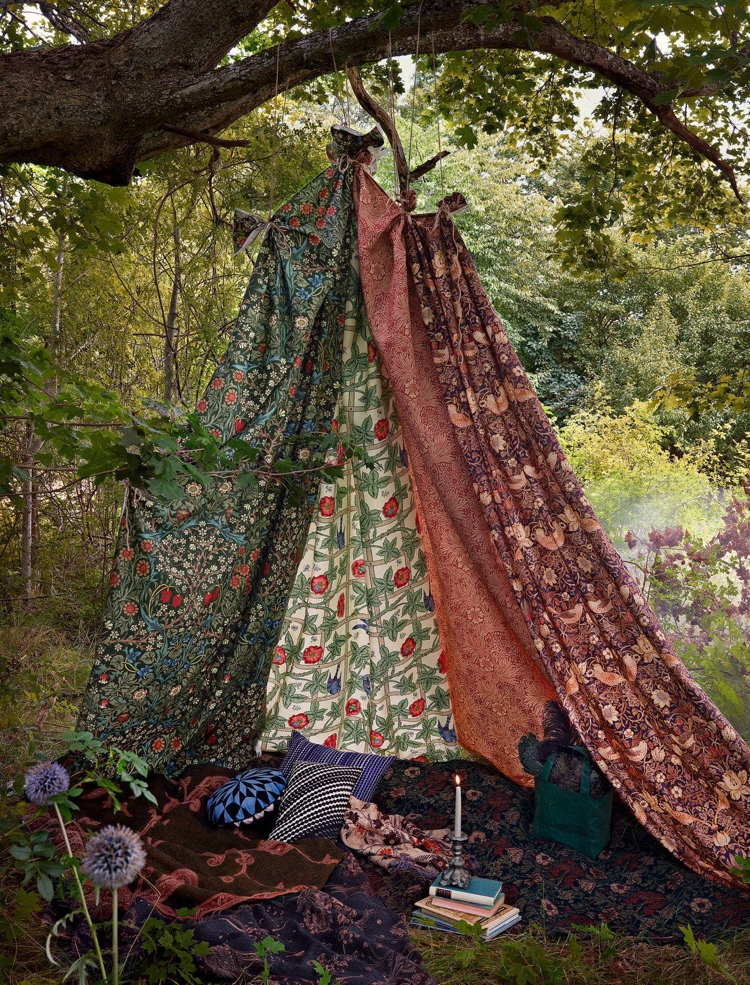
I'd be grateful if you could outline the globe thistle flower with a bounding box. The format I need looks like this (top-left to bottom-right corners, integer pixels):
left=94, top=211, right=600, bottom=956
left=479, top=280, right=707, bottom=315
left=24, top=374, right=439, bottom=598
left=24, top=763, right=70, bottom=805
left=81, top=824, right=146, bottom=889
^^^^^^^^
**Goal**
Return all the records above line for line without changing anything, but leave the pictures out.

**Full response**
I'd be grateful if you could outline the globe thistle flower with a bounding box. The format I need looks like this (top-left to bottom-right corners, integer pixels):
left=94, top=211, right=600, bottom=956
left=479, top=280, right=707, bottom=315
left=24, top=374, right=439, bottom=598
left=24, top=763, right=70, bottom=805
left=81, top=824, right=146, bottom=889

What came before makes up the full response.